*PROBLEM DETAILS:* Swap every "at this point" for "here" in the listing below and write it out again with nothing else changed. Leave the pictures out.

== SUPPLIED ENTRIES ==

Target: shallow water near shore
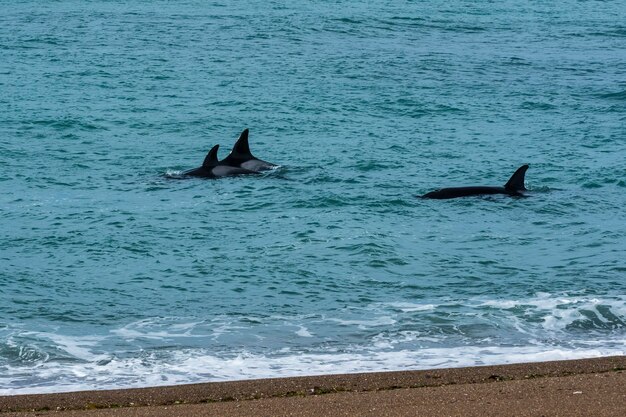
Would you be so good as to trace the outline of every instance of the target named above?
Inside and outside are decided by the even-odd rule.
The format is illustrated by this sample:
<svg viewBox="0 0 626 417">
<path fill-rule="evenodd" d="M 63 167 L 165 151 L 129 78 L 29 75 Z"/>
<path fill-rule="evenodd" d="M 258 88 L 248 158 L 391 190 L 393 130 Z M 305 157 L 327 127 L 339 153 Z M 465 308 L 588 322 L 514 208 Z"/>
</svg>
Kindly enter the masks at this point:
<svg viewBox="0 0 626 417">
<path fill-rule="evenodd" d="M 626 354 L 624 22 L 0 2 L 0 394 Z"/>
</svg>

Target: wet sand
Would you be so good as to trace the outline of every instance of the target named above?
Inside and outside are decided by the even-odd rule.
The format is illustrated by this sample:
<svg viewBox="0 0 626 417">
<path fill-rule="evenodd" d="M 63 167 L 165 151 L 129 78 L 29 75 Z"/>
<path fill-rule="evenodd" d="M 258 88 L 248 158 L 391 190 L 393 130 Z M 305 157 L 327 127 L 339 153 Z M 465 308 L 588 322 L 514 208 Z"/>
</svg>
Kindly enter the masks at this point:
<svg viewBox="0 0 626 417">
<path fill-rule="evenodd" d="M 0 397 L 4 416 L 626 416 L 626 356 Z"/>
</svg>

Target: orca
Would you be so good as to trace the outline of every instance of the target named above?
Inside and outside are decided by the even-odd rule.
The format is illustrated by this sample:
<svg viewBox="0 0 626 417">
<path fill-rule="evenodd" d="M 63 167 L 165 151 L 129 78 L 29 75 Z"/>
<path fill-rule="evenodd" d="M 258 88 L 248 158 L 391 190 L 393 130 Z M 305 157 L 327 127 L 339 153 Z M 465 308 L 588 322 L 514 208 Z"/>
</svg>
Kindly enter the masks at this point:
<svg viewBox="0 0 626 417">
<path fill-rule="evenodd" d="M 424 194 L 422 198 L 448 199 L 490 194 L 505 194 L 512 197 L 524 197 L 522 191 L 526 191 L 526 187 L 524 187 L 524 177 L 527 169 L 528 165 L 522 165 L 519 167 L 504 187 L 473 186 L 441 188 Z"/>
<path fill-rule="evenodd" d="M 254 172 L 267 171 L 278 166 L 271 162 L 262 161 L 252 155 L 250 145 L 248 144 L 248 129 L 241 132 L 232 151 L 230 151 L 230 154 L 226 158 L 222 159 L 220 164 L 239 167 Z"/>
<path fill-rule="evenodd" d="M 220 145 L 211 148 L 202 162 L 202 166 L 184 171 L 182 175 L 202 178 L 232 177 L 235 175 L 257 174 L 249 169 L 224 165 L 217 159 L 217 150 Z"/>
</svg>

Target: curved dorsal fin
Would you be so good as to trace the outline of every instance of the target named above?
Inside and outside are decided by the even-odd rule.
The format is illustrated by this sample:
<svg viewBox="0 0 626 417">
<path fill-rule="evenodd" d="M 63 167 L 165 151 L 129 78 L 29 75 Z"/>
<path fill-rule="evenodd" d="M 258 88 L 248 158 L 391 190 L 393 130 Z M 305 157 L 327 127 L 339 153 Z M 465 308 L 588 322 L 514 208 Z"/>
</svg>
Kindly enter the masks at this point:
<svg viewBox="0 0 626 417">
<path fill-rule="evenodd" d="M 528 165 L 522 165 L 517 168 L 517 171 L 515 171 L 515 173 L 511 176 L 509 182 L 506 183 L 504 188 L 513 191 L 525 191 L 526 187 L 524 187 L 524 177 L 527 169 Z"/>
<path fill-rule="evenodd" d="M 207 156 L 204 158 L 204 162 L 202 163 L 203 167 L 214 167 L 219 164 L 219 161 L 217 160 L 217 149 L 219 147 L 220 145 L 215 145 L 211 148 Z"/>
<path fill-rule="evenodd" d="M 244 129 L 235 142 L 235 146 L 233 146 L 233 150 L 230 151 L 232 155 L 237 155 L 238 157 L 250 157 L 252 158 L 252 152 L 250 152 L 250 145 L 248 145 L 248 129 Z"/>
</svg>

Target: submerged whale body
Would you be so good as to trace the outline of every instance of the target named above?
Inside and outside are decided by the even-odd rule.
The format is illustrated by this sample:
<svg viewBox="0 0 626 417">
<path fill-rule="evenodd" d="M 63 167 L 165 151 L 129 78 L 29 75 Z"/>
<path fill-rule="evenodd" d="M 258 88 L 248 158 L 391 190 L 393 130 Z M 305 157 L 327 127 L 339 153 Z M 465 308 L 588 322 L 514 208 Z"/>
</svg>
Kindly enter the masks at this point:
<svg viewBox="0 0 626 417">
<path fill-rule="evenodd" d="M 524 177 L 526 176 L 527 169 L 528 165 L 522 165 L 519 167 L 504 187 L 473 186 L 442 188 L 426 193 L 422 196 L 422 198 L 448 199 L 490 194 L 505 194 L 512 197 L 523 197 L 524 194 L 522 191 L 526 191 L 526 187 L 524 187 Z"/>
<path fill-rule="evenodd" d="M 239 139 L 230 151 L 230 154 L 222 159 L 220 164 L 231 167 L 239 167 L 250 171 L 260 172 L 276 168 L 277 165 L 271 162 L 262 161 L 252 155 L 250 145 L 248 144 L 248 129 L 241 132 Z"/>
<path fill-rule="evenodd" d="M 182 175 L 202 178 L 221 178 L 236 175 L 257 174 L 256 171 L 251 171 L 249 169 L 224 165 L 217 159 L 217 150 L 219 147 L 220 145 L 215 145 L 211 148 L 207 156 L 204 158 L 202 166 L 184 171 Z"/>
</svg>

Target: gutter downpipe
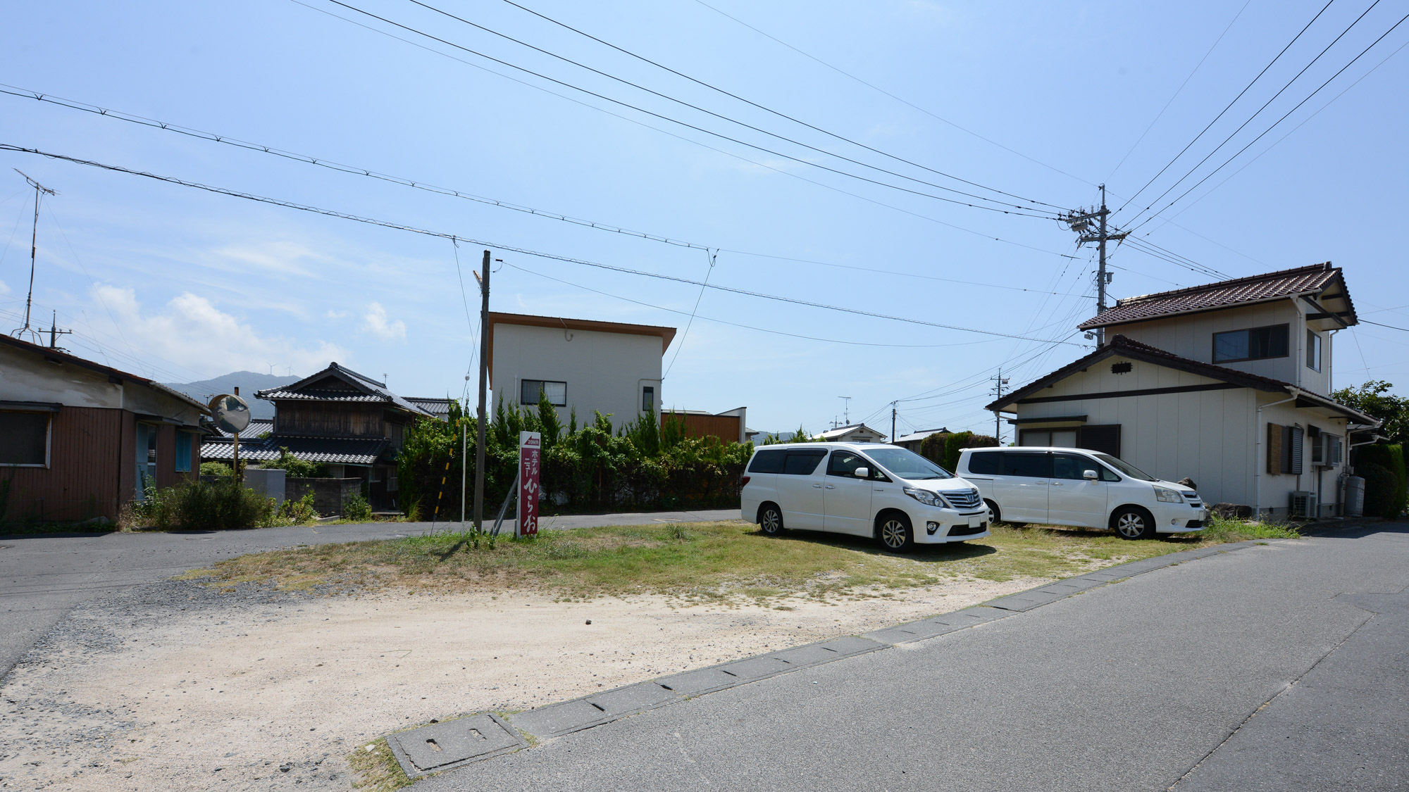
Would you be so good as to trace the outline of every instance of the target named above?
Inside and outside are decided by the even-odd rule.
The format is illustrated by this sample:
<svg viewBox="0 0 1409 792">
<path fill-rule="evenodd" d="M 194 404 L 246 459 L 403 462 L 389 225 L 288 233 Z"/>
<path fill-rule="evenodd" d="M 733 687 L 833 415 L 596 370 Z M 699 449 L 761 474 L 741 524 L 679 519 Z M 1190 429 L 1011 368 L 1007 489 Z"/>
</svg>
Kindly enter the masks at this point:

===

*WRITTEN ANSWER:*
Target: shallow water near shore
Would you be so good as to trace the outline of every instance of the target named above?
Inside and outside are decided by the even-odd rule.
The format is illustrated by this sample:
<svg viewBox="0 0 626 417">
<path fill-rule="evenodd" d="M 63 167 L 165 151 L 129 78 L 29 75 Z"/>
<path fill-rule="evenodd" d="M 258 88 L 248 158 L 391 190 L 393 130 Z M 305 157 L 327 127 L 339 153 Z M 465 308 L 588 322 L 514 208 Z"/>
</svg>
Kindly enter the masks here:
<svg viewBox="0 0 626 417">
<path fill-rule="evenodd" d="M 626 354 L 624 22 L 0 2 L 0 394 Z"/>
</svg>

Target: wet sand
Would you be so good as to trace the outline of every instance of the target named above?
Inside and outside are decided by the even-odd rule.
The format is illustrated by this sample:
<svg viewBox="0 0 626 417">
<path fill-rule="evenodd" d="M 63 167 L 165 151 L 129 78 L 29 75 Z"/>
<path fill-rule="evenodd" d="M 258 88 L 248 158 L 391 190 L 393 130 Z M 305 157 L 327 127 L 339 153 Z M 465 308 L 588 322 L 514 208 Z"/>
</svg>
Kindly enter the masks here:
<svg viewBox="0 0 626 417">
<path fill-rule="evenodd" d="M 0 397 L 4 416 L 626 416 L 626 356 Z"/>
</svg>

Target: orca
Would you be so good as to trace the outline of every instance of the target named above?
Inside and outside are decided by the even-odd rule.
The format is illustrated by this sample:
<svg viewBox="0 0 626 417">
<path fill-rule="evenodd" d="M 63 167 L 165 151 L 129 78 L 29 75 Z"/>
<path fill-rule="evenodd" d="M 258 88 L 248 158 L 391 190 L 393 130 Z M 305 157 L 327 127 L 339 153 Z M 465 308 L 588 322 L 514 208 Z"/>
</svg>
Kindly enter the masks here:
<svg viewBox="0 0 626 417">
<path fill-rule="evenodd" d="M 424 194 L 422 198 L 448 199 L 490 194 L 505 194 L 512 197 L 524 197 L 522 191 L 526 191 L 526 187 L 524 187 L 524 177 L 527 169 L 528 165 L 522 165 L 519 167 L 504 187 L 473 186 L 441 188 Z"/>
<path fill-rule="evenodd" d="M 254 172 L 267 171 L 278 166 L 271 162 L 262 161 L 252 155 L 250 145 L 248 144 L 248 129 L 241 132 L 232 151 L 230 151 L 230 154 L 226 158 L 222 159 L 220 164 L 239 167 Z"/>
<path fill-rule="evenodd" d="M 220 145 L 211 148 L 202 162 L 202 166 L 184 171 L 182 175 L 202 178 L 232 177 L 235 175 L 257 174 L 249 169 L 224 165 L 217 159 L 217 150 Z"/>
</svg>

Target: curved dorsal fin
Would you be so good as to trace the outline of every instance of the target named above?
Inside and outside are decided by the even-odd rule.
The format is illustrated by this sample:
<svg viewBox="0 0 626 417">
<path fill-rule="evenodd" d="M 63 167 L 165 151 L 129 78 L 29 75 Z"/>
<path fill-rule="evenodd" d="M 258 88 L 248 158 L 391 190 L 393 130 Z M 305 157 L 327 127 L 339 153 Z M 465 308 L 588 322 L 514 208 Z"/>
</svg>
Kindly enter the masks here:
<svg viewBox="0 0 626 417">
<path fill-rule="evenodd" d="M 528 165 L 522 165 L 517 168 L 517 171 L 515 171 L 515 173 L 511 176 L 509 182 L 506 183 L 504 188 L 513 191 L 525 191 L 526 187 L 524 187 L 524 177 L 527 169 Z"/>
<path fill-rule="evenodd" d="M 207 156 L 204 158 L 204 162 L 202 163 L 203 167 L 214 167 L 219 164 L 219 161 L 217 160 L 217 149 L 219 147 L 220 145 L 215 145 L 211 148 Z"/>
<path fill-rule="evenodd" d="M 244 129 L 235 142 L 235 146 L 233 146 L 233 150 L 230 151 L 232 155 L 237 155 L 238 157 L 250 157 L 252 158 L 252 152 L 250 152 L 250 145 L 248 145 L 248 129 Z"/>
</svg>

Target: submerged whale body
Would you be so good as to trace the outline of every instance of the target named above?
Inside and outside are decided by the even-odd rule.
The format is illustrated by this sample:
<svg viewBox="0 0 626 417">
<path fill-rule="evenodd" d="M 63 167 L 165 151 L 129 78 L 29 75 Z"/>
<path fill-rule="evenodd" d="M 258 88 L 248 158 L 391 190 L 393 130 Z M 305 157 L 327 127 L 339 153 Z M 465 308 L 588 322 L 514 208 Z"/>
</svg>
Kindly enter the masks here:
<svg viewBox="0 0 626 417">
<path fill-rule="evenodd" d="M 524 177 L 526 176 L 527 169 L 528 165 L 522 165 L 519 167 L 504 187 L 473 186 L 442 188 L 426 193 L 422 196 L 422 198 L 448 199 L 490 194 L 505 194 L 512 197 L 523 197 L 524 194 L 522 191 L 526 191 L 526 187 L 524 187 Z"/>
<path fill-rule="evenodd" d="M 239 139 L 230 151 L 230 154 L 222 159 L 220 164 L 231 167 L 239 167 L 250 171 L 260 172 L 276 168 L 277 165 L 271 162 L 262 161 L 252 155 L 250 145 L 248 144 L 248 129 L 241 132 Z"/>
<path fill-rule="evenodd" d="M 182 175 L 202 178 L 221 178 L 236 175 L 257 174 L 256 171 L 251 171 L 249 169 L 224 165 L 217 159 L 217 150 L 219 147 L 220 145 L 215 145 L 211 148 L 207 156 L 204 158 L 202 166 L 184 171 Z"/>
</svg>

Target: gutter downpipe
Would you be so good as to trace the outline of every instance of the target named above?
Inside and outside are decided by the even-odd rule.
The format is illustrated by this sample:
<svg viewBox="0 0 1409 792">
<path fill-rule="evenodd" d="M 194 404 L 246 459 L 403 462 L 389 225 L 288 233 Z"/>
<path fill-rule="evenodd" d="M 733 687 L 833 415 L 596 370 Z M 699 449 L 761 474 L 741 524 L 679 519 Z M 1190 429 L 1011 368 L 1007 489 Z"/>
</svg>
Kindly enter the masks here:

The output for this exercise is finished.